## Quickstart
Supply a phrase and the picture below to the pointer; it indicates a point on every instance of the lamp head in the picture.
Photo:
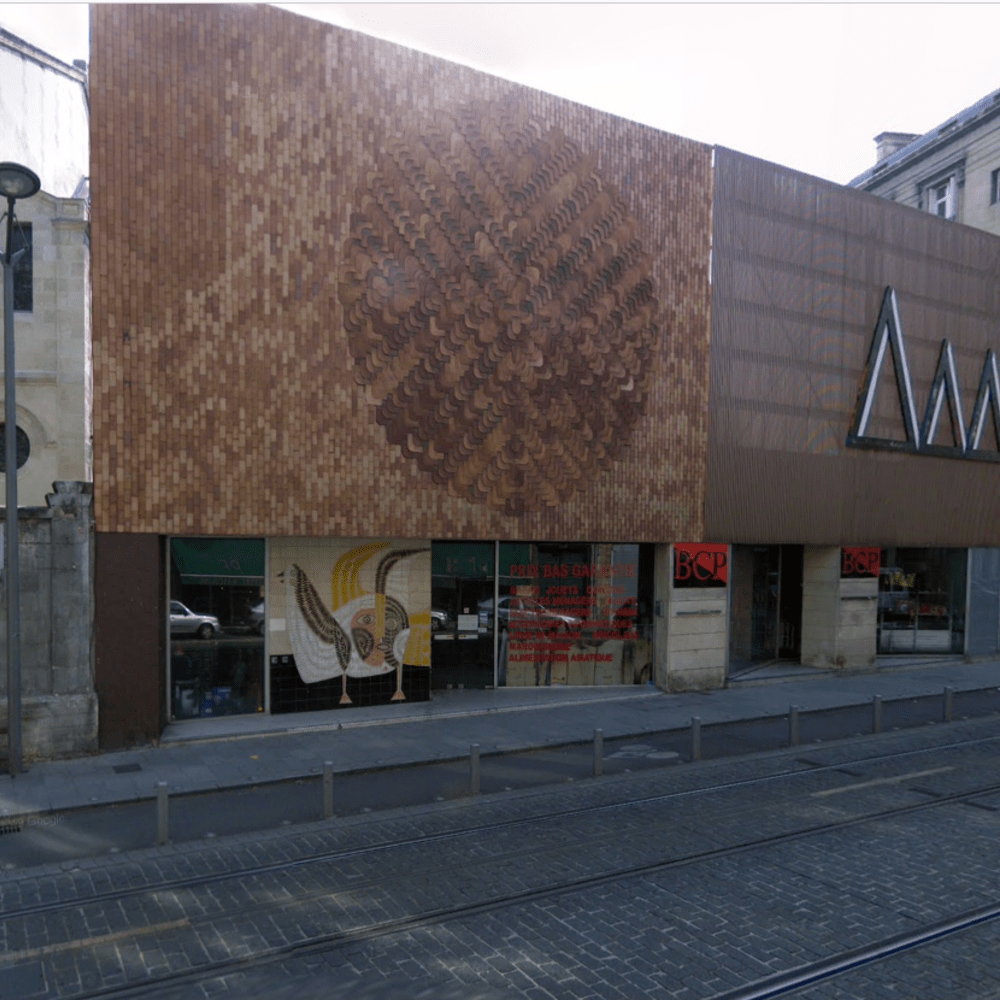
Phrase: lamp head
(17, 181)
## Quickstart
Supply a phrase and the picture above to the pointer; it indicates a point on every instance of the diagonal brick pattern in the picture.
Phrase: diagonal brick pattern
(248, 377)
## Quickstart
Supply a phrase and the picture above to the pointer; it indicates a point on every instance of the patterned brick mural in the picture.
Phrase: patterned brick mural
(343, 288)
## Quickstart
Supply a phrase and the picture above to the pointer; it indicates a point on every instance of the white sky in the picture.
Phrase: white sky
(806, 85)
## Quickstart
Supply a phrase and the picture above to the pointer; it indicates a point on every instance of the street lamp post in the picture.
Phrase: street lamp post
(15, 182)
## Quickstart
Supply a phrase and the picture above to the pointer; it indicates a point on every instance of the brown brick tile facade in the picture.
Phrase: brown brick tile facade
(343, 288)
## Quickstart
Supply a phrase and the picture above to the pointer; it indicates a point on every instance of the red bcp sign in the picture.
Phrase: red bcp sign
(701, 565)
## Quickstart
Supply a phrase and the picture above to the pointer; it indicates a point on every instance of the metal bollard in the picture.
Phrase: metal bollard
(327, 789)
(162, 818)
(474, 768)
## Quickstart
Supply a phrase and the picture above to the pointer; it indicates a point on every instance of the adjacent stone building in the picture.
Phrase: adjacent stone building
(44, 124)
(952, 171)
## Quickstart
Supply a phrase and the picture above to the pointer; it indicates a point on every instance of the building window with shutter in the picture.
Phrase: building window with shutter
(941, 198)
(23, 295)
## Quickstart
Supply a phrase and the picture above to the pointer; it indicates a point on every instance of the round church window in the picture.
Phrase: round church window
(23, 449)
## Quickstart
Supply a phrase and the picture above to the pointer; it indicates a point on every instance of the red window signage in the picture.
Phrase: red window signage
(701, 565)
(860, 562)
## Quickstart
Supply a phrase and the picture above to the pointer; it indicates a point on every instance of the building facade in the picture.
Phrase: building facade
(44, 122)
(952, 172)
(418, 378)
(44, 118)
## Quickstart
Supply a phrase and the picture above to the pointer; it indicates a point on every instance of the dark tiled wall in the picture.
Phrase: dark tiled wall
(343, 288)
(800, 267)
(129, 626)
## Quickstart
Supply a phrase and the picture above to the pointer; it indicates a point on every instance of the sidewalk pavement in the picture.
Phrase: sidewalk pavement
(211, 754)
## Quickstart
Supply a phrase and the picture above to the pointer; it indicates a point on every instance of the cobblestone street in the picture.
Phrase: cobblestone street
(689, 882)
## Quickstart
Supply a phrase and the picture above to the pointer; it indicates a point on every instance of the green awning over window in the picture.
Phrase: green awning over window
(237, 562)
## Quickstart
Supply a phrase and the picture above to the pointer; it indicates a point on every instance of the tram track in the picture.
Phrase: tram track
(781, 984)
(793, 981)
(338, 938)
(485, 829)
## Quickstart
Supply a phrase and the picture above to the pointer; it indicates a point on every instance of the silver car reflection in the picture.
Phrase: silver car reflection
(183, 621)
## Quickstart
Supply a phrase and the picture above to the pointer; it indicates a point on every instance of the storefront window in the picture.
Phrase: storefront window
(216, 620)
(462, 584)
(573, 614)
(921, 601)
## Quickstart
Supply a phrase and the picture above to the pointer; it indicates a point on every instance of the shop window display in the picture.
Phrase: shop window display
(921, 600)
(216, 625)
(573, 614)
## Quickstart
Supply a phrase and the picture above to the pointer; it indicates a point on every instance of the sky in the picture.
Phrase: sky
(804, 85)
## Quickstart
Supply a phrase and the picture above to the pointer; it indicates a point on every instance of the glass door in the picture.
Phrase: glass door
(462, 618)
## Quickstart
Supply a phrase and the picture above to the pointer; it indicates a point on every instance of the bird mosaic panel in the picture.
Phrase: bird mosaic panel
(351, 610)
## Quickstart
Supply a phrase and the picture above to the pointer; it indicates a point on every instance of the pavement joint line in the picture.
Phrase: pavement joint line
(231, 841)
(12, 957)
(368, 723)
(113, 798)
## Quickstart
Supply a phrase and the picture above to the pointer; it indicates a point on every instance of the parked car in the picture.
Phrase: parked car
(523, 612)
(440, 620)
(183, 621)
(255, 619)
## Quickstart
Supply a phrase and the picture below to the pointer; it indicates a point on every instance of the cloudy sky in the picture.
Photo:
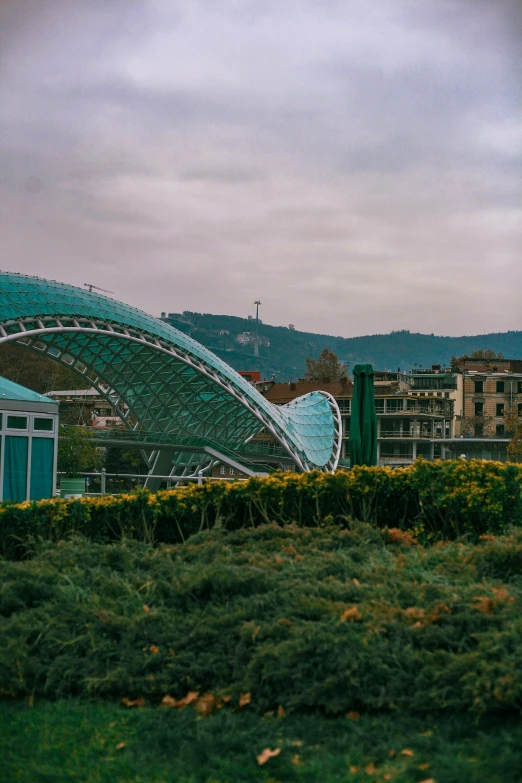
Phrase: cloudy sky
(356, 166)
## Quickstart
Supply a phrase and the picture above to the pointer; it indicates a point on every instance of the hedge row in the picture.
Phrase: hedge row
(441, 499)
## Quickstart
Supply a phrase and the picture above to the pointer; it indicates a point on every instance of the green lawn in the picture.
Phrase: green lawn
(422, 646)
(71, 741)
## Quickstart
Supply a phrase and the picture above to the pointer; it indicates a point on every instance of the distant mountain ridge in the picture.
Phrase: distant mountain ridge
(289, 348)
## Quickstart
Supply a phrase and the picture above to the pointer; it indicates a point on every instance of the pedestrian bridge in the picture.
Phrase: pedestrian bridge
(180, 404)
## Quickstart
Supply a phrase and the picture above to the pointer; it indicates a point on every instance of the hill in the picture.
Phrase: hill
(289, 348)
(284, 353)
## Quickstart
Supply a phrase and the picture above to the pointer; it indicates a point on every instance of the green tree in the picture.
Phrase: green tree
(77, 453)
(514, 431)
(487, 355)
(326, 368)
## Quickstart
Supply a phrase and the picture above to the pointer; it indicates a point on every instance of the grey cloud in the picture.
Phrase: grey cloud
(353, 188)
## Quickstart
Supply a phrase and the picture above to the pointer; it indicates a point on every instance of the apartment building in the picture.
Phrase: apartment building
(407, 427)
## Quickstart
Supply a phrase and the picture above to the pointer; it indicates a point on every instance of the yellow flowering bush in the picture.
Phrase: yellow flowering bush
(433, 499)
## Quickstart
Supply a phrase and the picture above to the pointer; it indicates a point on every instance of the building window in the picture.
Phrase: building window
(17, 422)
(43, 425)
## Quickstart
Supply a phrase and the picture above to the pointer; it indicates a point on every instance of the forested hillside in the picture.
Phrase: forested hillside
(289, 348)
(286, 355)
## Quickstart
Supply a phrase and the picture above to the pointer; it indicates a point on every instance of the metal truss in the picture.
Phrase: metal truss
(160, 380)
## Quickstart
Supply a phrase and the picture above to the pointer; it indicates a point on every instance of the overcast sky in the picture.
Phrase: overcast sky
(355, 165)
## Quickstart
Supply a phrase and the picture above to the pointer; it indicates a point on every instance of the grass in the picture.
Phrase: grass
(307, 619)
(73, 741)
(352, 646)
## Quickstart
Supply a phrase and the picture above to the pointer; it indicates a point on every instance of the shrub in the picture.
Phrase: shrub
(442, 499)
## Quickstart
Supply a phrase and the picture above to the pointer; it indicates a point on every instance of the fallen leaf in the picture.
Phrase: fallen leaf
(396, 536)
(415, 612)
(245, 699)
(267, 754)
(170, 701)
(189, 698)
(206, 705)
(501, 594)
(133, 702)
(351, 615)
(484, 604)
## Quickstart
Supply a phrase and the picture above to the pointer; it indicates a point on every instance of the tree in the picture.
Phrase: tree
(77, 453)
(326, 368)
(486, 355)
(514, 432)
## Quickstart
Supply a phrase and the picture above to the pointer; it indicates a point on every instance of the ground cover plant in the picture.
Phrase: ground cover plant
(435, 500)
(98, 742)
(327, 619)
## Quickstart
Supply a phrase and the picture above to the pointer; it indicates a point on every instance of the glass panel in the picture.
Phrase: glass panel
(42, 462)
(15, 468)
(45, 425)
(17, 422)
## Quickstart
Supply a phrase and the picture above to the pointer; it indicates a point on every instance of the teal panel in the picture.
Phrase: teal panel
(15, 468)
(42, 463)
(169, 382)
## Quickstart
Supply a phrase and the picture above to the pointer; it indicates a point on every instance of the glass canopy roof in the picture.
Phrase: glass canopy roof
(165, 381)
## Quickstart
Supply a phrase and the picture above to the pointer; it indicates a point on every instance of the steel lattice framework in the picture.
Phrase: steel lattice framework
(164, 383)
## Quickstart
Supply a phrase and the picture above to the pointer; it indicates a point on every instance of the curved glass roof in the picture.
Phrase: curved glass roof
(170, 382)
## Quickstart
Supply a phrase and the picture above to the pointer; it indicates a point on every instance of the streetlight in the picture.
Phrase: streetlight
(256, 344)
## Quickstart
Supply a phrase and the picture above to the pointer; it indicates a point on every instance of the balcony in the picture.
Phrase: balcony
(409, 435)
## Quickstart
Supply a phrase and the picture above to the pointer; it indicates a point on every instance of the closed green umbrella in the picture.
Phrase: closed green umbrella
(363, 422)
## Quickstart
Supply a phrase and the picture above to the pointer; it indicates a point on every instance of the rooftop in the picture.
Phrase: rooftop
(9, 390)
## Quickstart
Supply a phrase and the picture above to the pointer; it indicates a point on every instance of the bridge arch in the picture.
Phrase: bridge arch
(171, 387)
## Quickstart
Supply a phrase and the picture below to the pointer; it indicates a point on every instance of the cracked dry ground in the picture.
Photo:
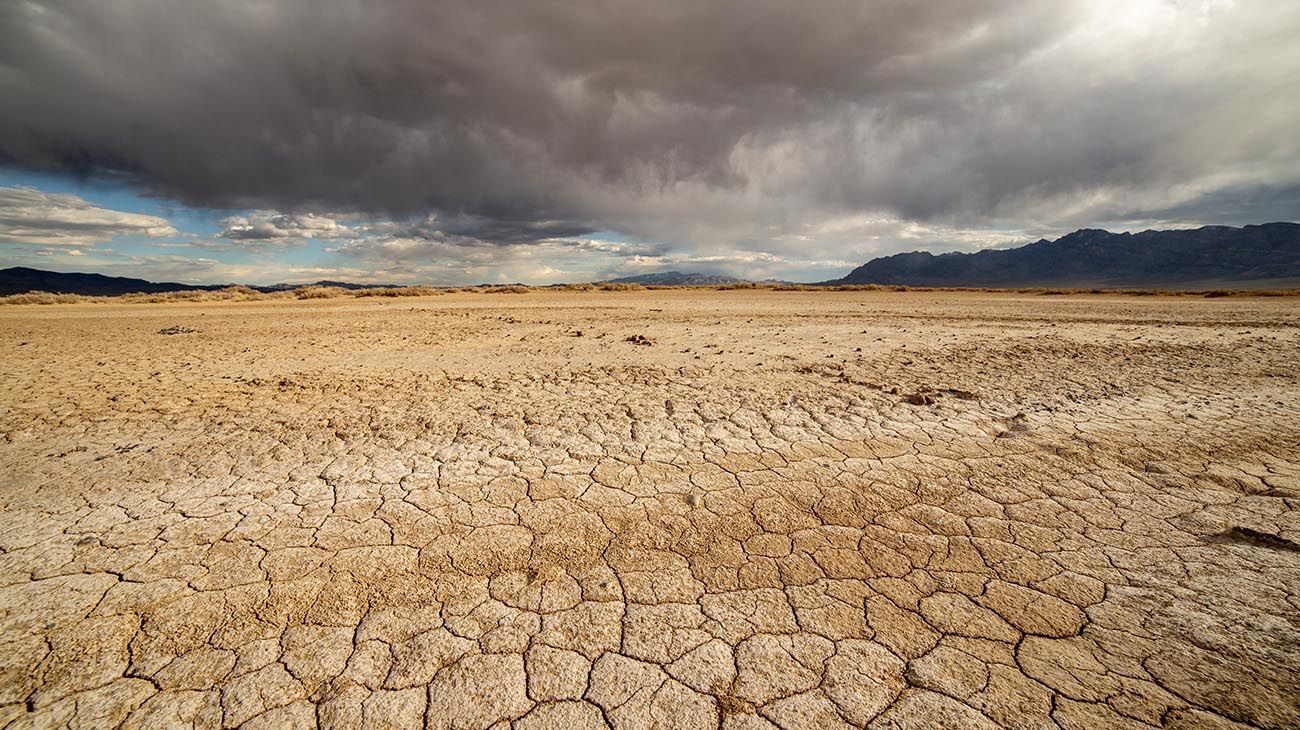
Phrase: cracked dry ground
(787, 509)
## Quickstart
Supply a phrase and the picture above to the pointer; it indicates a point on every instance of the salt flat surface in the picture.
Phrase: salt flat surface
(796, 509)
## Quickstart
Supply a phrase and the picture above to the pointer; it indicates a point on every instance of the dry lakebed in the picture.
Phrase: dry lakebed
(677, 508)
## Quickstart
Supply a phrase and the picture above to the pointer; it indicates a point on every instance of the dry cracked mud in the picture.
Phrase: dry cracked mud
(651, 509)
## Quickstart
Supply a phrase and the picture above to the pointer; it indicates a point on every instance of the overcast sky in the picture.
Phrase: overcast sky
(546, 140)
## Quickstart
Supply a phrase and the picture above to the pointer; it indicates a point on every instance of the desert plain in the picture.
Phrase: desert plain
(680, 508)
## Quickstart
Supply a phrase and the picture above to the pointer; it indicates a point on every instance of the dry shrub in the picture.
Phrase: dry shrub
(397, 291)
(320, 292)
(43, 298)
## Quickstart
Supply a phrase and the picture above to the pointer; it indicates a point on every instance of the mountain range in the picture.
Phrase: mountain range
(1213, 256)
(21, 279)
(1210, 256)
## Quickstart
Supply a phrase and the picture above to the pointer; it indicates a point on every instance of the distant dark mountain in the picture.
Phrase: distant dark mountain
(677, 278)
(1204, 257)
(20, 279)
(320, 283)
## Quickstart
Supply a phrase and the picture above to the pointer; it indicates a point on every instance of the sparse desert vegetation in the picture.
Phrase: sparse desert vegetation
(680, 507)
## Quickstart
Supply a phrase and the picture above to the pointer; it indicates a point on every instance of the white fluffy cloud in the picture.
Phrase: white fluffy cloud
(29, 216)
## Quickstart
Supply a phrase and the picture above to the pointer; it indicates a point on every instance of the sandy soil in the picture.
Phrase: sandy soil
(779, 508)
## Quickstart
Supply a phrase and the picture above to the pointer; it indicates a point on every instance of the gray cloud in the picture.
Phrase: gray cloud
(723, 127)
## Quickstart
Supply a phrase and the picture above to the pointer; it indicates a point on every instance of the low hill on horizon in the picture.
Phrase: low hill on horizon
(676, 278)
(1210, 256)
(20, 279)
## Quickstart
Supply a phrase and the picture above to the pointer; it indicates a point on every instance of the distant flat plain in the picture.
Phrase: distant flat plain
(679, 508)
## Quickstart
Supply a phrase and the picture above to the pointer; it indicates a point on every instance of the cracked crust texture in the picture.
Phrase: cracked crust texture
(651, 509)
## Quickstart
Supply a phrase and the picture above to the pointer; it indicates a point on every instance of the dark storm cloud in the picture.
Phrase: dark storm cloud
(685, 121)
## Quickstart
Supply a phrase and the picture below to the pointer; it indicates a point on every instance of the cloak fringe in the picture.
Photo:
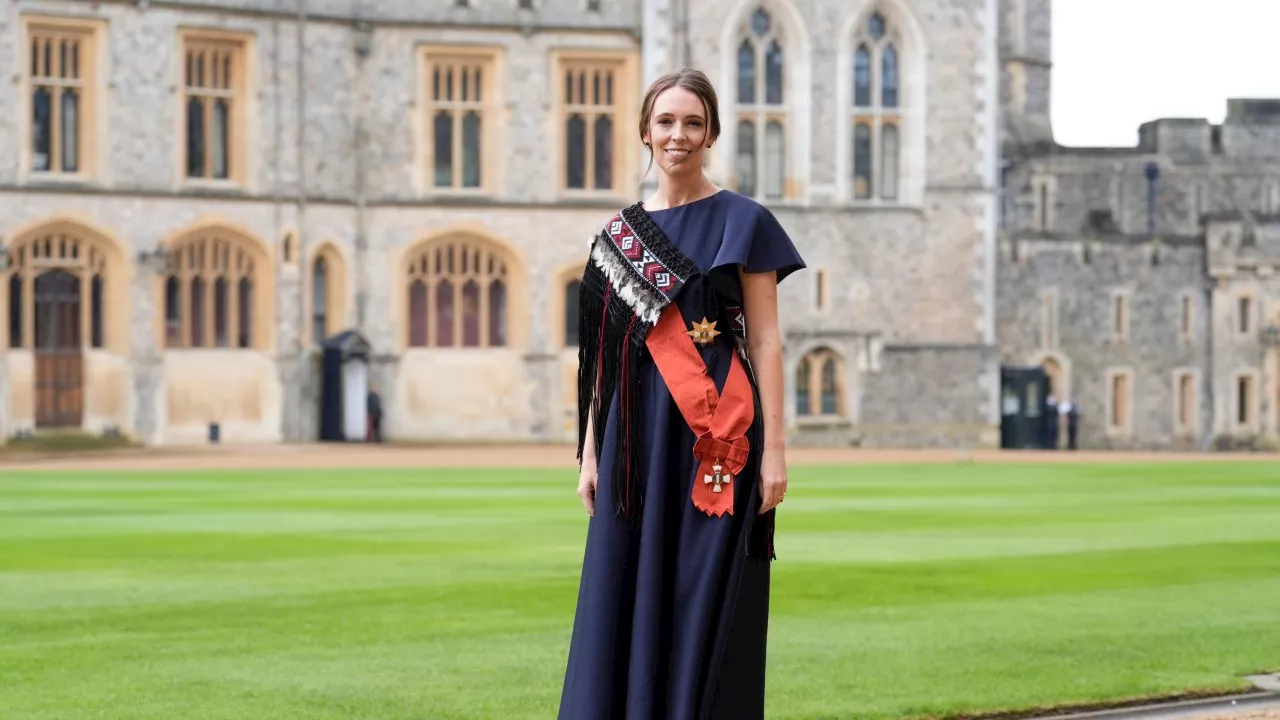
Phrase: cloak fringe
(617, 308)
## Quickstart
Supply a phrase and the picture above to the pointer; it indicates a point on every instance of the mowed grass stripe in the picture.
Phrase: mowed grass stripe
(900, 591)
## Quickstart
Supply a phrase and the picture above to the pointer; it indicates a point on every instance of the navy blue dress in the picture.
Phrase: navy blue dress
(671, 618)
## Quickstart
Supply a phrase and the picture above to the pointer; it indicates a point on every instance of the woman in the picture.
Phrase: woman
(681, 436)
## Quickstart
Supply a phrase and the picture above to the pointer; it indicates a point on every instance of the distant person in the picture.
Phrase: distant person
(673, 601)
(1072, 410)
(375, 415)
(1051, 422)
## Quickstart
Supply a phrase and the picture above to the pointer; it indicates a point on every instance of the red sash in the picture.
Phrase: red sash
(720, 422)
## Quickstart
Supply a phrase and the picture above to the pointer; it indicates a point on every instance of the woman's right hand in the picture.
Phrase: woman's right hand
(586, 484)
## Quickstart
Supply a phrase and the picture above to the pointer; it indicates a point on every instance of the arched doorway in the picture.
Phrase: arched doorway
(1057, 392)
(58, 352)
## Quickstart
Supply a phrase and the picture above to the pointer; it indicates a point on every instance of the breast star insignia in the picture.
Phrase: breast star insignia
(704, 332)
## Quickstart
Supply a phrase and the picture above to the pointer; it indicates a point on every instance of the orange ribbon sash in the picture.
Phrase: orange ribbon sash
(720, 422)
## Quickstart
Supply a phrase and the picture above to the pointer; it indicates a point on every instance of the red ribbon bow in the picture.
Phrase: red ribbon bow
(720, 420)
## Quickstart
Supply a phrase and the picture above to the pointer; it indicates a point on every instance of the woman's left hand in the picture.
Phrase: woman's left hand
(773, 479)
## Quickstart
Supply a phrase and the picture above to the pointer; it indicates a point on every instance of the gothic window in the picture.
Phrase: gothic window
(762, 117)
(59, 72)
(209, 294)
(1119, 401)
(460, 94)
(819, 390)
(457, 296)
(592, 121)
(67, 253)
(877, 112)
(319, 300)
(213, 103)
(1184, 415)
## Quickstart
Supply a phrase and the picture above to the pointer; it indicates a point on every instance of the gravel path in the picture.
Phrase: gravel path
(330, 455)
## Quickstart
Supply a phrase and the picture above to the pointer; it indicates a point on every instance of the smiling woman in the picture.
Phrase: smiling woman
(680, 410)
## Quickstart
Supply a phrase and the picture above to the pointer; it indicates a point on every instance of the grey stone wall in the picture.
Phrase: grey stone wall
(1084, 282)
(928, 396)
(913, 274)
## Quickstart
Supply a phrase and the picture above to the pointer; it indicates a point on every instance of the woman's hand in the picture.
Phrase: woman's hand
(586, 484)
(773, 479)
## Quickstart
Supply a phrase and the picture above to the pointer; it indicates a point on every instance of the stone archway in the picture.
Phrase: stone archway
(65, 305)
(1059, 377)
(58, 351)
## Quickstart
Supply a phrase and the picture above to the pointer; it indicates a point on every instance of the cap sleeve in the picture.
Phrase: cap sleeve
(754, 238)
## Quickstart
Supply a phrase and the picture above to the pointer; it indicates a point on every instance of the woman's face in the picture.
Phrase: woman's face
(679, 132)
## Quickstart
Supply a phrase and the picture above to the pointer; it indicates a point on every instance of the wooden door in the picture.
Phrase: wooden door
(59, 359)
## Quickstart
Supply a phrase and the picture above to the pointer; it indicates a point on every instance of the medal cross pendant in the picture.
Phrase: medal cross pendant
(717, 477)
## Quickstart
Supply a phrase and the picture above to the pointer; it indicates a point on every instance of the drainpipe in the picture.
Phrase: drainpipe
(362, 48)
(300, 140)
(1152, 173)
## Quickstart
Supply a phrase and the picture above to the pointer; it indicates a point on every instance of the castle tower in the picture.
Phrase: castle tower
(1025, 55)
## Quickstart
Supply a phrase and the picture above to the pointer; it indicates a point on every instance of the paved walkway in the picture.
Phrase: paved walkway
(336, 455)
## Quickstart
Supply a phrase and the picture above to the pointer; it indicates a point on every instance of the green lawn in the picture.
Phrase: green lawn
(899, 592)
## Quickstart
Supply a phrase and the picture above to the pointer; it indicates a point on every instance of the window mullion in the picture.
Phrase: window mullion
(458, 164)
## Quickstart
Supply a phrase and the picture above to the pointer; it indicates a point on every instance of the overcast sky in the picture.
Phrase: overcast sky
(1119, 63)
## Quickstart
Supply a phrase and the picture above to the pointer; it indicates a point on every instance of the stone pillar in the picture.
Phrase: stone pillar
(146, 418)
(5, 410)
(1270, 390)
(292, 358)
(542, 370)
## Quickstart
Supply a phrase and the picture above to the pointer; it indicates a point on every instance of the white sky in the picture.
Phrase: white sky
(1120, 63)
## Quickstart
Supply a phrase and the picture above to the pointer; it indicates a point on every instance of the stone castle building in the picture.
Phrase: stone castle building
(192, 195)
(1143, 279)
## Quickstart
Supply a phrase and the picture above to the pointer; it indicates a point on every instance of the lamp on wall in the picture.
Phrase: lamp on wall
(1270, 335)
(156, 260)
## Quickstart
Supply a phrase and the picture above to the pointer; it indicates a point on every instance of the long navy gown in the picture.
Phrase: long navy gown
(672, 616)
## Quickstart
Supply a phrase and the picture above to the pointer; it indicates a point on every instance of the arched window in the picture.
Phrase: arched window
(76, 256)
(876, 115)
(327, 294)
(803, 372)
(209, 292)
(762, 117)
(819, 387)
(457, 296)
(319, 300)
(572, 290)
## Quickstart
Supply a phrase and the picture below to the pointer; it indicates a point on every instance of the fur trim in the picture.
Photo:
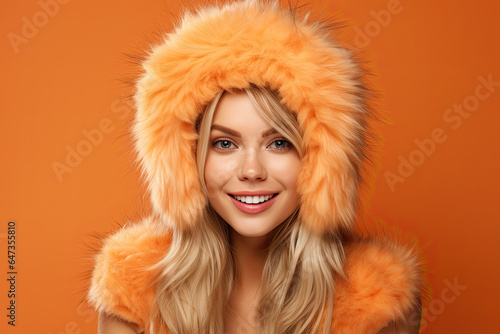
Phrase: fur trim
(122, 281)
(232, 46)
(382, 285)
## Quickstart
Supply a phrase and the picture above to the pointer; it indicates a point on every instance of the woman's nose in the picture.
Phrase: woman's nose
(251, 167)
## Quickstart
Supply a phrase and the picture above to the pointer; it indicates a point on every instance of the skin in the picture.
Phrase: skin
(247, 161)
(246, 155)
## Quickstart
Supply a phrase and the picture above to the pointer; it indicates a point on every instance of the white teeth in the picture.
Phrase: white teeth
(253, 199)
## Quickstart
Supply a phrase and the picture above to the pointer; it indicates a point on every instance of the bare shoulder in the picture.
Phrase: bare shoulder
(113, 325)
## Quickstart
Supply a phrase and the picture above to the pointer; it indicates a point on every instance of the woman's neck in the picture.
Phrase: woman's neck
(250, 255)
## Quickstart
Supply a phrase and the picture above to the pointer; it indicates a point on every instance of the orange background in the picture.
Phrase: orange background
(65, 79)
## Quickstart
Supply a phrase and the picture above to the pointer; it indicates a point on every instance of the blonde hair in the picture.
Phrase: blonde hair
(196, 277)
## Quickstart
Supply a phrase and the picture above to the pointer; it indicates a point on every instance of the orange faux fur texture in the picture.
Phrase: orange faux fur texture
★ ★ ★ ★ ★
EXERCISE REQUIREMENTS: Return every line of the listing above that contains "below".

WRITTEN REPLY:
Supply a phrase and the picture below to the pointer; it indicates a point on every instance of the lamp head in the picture.
Supply a phrase and the picture below to the pointer; it indicates a point on every instance of the cloudy sky in the picture.
Supply a phrase and the picture below to the pointer; it indicates a point on every instance of the cracked dry ground in the picture.
Supply a phrase and the picture below to the pointer; it indicates a point on every instance of the cloak fringe in the picture.
Supply a phrase and the picture below to the pointer; it indicates a point on every instance of the fur trim in the picture.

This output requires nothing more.